*SET TASK:* Set down exactly the lines running from the line with "of the flower" to the end of the listing below, both ends included.
:::
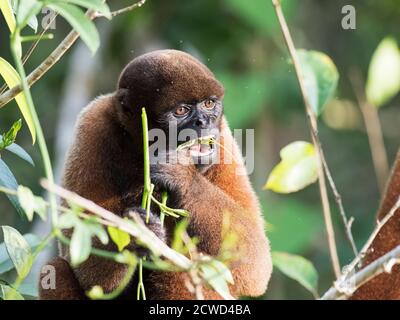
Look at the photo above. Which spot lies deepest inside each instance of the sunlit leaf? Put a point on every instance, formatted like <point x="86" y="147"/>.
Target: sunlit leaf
<point x="80" y="22"/>
<point x="7" y="180"/>
<point x="12" y="79"/>
<point x="32" y="21"/>
<point x="20" y="152"/>
<point x="6" y="263"/>
<point x="297" y="268"/>
<point x="384" y="73"/>
<point x="31" y="204"/>
<point x="9" y="293"/>
<point x="9" y="137"/>
<point x="119" y="237"/>
<point x="19" y="250"/>
<point x="297" y="169"/>
<point x="320" y="77"/>
<point x="26" y="11"/>
<point x="83" y="231"/>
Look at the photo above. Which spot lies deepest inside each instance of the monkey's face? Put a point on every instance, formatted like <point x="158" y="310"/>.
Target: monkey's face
<point x="197" y="125"/>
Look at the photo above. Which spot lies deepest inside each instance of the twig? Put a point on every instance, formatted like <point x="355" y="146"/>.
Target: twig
<point x="350" y="285"/>
<point x="372" y="237"/>
<point x="123" y="10"/>
<point x="374" y="130"/>
<point x="314" y="134"/>
<point x="55" y="56"/>
<point x="338" y="198"/>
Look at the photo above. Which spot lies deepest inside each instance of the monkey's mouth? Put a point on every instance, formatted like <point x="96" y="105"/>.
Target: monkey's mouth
<point x="200" y="147"/>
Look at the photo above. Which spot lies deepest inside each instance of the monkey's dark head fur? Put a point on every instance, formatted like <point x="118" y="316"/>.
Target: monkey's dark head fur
<point x="177" y="91"/>
<point x="161" y="80"/>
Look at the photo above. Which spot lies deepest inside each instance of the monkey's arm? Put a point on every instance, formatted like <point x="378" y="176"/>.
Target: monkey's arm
<point x="207" y="199"/>
<point x="387" y="285"/>
<point x="65" y="286"/>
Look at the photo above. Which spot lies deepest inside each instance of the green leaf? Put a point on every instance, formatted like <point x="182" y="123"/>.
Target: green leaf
<point x="6" y="263"/>
<point x="32" y="21"/>
<point x="384" y="73"/>
<point x="9" y="293"/>
<point x="218" y="276"/>
<point x="26" y="11"/>
<point x="9" y="137"/>
<point x="297" y="169"/>
<point x="119" y="237"/>
<point x="320" y="77"/>
<point x="84" y="230"/>
<point x="8" y="181"/>
<point x="20" y="152"/>
<point x="31" y="204"/>
<point x="18" y="250"/>
<point x="12" y="79"/>
<point x="80" y="22"/>
<point x="97" y="5"/>
<point x="297" y="268"/>
<point x="6" y="9"/>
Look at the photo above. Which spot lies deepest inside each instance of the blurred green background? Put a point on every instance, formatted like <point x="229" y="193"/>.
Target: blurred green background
<point x="241" y="42"/>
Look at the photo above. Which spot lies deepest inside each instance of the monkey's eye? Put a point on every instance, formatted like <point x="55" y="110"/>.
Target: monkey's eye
<point x="181" y="111"/>
<point x="209" y="104"/>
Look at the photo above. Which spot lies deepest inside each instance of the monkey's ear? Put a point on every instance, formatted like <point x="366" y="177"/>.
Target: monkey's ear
<point x="122" y="98"/>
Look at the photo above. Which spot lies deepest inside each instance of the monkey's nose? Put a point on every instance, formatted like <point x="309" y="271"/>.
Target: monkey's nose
<point x="202" y="123"/>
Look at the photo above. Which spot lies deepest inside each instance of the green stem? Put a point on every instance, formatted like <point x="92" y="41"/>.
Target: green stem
<point x="164" y="198"/>
<point x="147" y="194"/>
<point x="140" y="289"/>
<point x="40" y="136"/>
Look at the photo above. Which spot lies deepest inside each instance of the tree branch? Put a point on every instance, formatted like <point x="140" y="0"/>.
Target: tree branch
<point x="346" y="288"/>
<point x="314" y="134"/>
<point x="56" y="55"/>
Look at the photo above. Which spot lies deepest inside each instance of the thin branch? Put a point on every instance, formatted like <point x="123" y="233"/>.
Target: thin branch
<point x="351" y="267"/>
<point x="55" y="56"/>
<point x="314" y="134"/>
<point x="123" y="10"/>
<point x="346" y="288"/>
<point x="338" y="198"/>
<point x="373" y="128"/>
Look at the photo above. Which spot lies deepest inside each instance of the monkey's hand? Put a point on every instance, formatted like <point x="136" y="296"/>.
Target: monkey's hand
<point x="154" y="225"/>
<point x="173" y="173"/>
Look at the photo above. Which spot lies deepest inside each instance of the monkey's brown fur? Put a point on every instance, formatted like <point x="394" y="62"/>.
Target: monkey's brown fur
<point x="385" y="286"/>
<point x="105" y="165"/>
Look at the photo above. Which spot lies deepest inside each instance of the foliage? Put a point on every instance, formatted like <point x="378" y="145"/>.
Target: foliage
<point x="298" y="269"/>
<point x="296" y="170"/>
<point x="384" y="73"/>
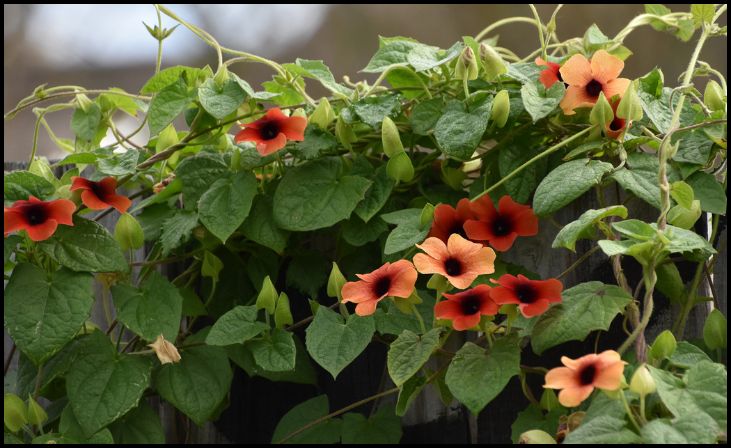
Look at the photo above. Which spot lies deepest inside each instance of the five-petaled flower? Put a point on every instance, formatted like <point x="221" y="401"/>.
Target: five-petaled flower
<point x="500" y="227"/>
<point x="390" y="280"/>
<point x="551" y="74"/>
<point x="271" y="132"/>
<point x="448" y="220"/>
<point x="532" y="296"/>
<point x="580" y="376"/>
<point x="39" y="218"/>
<point x="100" y="195"/>
<point x="587" y="79"/>
<point x="465" y="308"/>
<point x="460" y="260"/>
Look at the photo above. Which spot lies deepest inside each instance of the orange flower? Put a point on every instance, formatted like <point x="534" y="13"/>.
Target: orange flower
<point x="100" y="195"/>
<point x="500" y="227"/>
<point x="448" y="220"/>
<point x="465" y="308"/>
<point x="392" y="279"/>
<point x="551" y="74"/>
<point x="460" y="260"/>
<point x="580" y="376"/>
<point x="270" y="133"/>
<point x="587" y="79"/>
<point x="39" y="218"/>
<point x="532" y="296"/>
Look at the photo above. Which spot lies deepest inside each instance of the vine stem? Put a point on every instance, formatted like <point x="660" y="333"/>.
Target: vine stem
<point x="545" y="153"/>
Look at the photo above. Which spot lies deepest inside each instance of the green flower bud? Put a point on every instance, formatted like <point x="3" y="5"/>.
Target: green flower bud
<point x="536" y="436"/>
<point x="323" y="114"/>
<point x="714" y="97"/>
<point x="642" y="382"/>
<point x="267" y="297"/>
<point x="400" y="168"/>
<point x="391" y="138"/>
<point x="282" y="313"/>
<point x="714" y="330"/>
<point x="15" y="413"/>
<point x="492" y="61"/>
<point x="335" y="282"/>
<point x="128" y="232"/>
<point x="664" y="345"/>
<point x="36" y="414"/>
<point x="500" y="108"/>
<point x="466" y="67"/>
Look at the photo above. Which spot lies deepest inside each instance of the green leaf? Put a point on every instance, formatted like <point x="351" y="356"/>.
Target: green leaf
<point x="566" y="183"/>
<point x="20" y="185"/>
<point x="44" y="311"/>
<point x="275" y="353"/>
<point x="260" y="227"/>
<point x="167" y="105"/>
<point x="539" y="101"/>
<point x="85" y="246"/>
<point x="70" y="428"/>
<point x="86" y="123"/>
<point x="236" y="326"/>
<point x="197" y="384"/>
<point x="408" y="231"/>
<point x="176" y="230"/>
<point x="476" y="377"/>
<point x="220" y="102"/>
<point x="701" y="391"/>
<point x="139" y="426"/>
<point x="334" y="343"/>
<point x="103" y="385"/>
<point x="376" y="195"/>
<point x="408" y="353"/>
<point x="383" y="427"/>
<point x="325" y="432"/>
<point x="459" y="133"/>
<point x="584" y="308"/>
<point x="198" y="173"/>
<point x="316" y="195"/>
<point x="223" y="208"/>
<point x="585" y="226"/>
<point x="152" y="310"/>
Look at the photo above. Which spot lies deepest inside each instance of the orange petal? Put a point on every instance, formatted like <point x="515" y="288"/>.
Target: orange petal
<point x="575" y="97"/>
<point x="573" y="396"/>
<point x="605" y="67"/>
<point x="576" y="71"/>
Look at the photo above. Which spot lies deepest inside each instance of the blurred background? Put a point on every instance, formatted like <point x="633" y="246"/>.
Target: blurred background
<point x="100" y="46"/>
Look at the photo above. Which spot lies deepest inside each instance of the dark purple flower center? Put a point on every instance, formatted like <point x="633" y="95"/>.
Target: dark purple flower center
<point x="593" y="88"/>
<point x="470" y="305"/>
<point x="382" y="285"/>
<point x="453" y="267"/>
<point x="526" y="293"/>
<point x="502" y="225"/>
<point x="269" y="130"/>
<point x="587" y="374"/>
<point x="35" y="214"/>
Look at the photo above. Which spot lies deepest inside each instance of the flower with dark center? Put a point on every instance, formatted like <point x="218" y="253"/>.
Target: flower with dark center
<point x="460" y="260"/>
<point x="465" y="308"/>
<point x="100" y="195"/>
<point x="580" y="376"/>
<point x="532" y="296"/>
<point x="587" y="79"/>
<point x="500" y="227"/>
<point x="390" y="280"/>
<point x="271" y="132"/>
<point x="448" y="220"/>
<point x="551" y="74"/>
<point x="39" y="218"/>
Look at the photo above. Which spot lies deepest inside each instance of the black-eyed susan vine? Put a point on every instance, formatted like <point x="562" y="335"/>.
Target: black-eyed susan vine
:::
*WRITTEN REPLY:*
Look at the photo above. Which spot lies deepest inside each instance of the flower with dark center? Put a point on every instance, formatted like <point x="218" y="253"/>.
Target: flower with dark center
<point x="460" y="260"/>
<point x="465" y="308"/>
<point x="100" y="195"/>
<point x="580" y="376"/>
<point x="532" y="296"/>
<point x="587" y="79"/>
<point x="500" y="227"/>
<point x="390" y="280"/>
<point x="271" y="132"/>
<point x="448" y="220"/>
<point x="551" y="74"/>
<point x="39" y="218"/>
Look at the photo above. Which spot lies deepest inside each instance of the black-eyed susan vine? Put a point on every instance, formatted like <point x="562" y="335"/>.
Target: black-eyed susan vine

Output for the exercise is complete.